--- Testo ---
--*--

Nel corso del Cinquecento si sviluppa alla corte ferrarese un nuovo genere letterario: la favola pastorale o boschereccia. Tali favole, composte da dialoghi in versi e accompagnate da musica, venivano rappresentate durante le feste. Le tematiche sono quelle arcadiche, legate alla descrizione della serena vita dei pastori, che trascorre tra i piaceri della natura e quelli del canto.
Nella favola Aminta Tasso riprende i motivi sentimentali e idillici della tradizione bucolica classica (Virgilio) con un linguaggio maturato attraverso lo studio della poesia latina e di quella in volgare. In un’atmosfera di sogno si svolge la storia dei due protagonisti, il giovane pastore Aminta e la bella e fresca ninfa Silvia. Aminta ama Silvia, che però è restia e sdegnosa. Dopo molti ostacoli e diverse vicende, i due personaggi si ritrovano felicemente uniti.

--*--

--- Record ---
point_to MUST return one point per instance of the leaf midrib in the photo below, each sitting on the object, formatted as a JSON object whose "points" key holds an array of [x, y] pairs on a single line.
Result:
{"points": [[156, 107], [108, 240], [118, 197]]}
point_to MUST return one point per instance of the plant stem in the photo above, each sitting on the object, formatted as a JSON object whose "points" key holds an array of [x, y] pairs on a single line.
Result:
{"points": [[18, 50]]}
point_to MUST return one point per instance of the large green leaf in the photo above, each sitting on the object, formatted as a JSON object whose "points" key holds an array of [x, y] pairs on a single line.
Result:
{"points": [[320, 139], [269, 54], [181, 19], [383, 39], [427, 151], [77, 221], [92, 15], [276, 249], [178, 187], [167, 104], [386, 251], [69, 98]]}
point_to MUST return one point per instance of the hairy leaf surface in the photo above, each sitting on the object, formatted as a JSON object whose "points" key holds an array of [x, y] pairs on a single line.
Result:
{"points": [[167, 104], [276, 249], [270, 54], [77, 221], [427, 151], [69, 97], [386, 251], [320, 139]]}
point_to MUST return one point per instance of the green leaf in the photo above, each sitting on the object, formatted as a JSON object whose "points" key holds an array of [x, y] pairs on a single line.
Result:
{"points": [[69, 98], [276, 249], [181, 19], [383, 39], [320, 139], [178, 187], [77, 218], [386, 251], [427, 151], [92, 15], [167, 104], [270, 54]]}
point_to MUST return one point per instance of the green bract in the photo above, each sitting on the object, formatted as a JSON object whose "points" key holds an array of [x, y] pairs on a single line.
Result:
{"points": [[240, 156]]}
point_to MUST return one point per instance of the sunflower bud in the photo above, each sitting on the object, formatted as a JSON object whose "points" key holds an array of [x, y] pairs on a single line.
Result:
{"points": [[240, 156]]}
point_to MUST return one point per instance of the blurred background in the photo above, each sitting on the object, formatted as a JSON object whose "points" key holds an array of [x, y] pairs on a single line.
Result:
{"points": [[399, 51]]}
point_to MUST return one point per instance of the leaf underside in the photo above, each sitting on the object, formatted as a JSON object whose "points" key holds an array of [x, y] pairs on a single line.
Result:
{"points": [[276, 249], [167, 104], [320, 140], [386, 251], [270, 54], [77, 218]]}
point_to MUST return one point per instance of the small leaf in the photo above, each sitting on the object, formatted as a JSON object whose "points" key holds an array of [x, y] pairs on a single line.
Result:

--*--

--- Attività da svolgere ---
A – Riassumi in due frasi il testo sulla favola pastorale.
B – Prosegui il testo sulla favola pastorale, ripartendo subito dopo la sua ultima frase.

--- Soluzioni ---
A – Nel Cinquecento nasce alla corte ferrarese la favola pastorale: composta da dialoghi in versi accompagnati da musica, veniva rappresentata durante le feste e descriveva la serena vita dei pastori. Nell'Aminta Tasso riprende i motivi della tradizione bucolica classica e narra l'amore del pastore Aminta per la ninfa Silvia, restia e sdegnosa, fino alla loro felice unione dopo molti ostacoli.

B –
L’autore mostra le tante sfaccettature e le varie fasi del sentimento dell’amore, un sentimento legato alla giovinezza. Per Tasso questa stagione meravigliosa non va considerata solo come un’epoca della vita umana, ma in un senso assai più ampio, spirituale e storico. Da un punto di vista storico l’ambiente rarefatto e puro dell’Arcadia, la mitica regione dell’antica Grecia, rappresenta proprio l’epoca della giovinezza e dell’innocenza del mondo. Mentre descrive e contempla le dolcezze dell’amore, tuttavia, il poeta rivela il timore di perderlo. Per questo nella poesia dell’Aminta troviamo anche una vena malinconica e nostalgica, che crea uno stile ammirato e ripreso dai poeti del Settecento e dell’Ottocento.
Tra storia e fantasia. Tasso con la Gerusalemme liberata rinnova alla fine del Rinascimento il poema cavalleresco. Questo genere letterario, nel quale si narrano le gesta d’armi e gli amori di re, principi, dame e cavalieri, era nato in Francia nel Medioevo e si era diffuso in Italia dal 12° secolo, trovando nel Cinquecento in Ariosto e Tasso i maggiori rappresentanti.
Composta da venti canti in ottave, cioè in strofe di otto versi endecasillabi, la Gerusalemme liberata è dedicata ad Alfonso II d’Este. Il contenuto, a differenza di quello dell’Orlando innamorato di Boiardo e dell’Orlando furioso di Ariosto, non è romanzesco ma rielabora un evento storico. Tasso vuol divertire ed essere apprezzato dai suoi lettori, ma attraverso fatti realmente accaduti che possano essere d’insegnamento.
Il poema racconta le imprese dei cavalieri cristiani durante la fase finale della prima crociata del 1099 e la successiva liberazione di Gerusalemme dal dominio turco. L’autore aveva tratto le notizie degli avvenimenti narrati dalle cronache medievali, e in particolare da quelle scritte da Guglielmo di Tiro.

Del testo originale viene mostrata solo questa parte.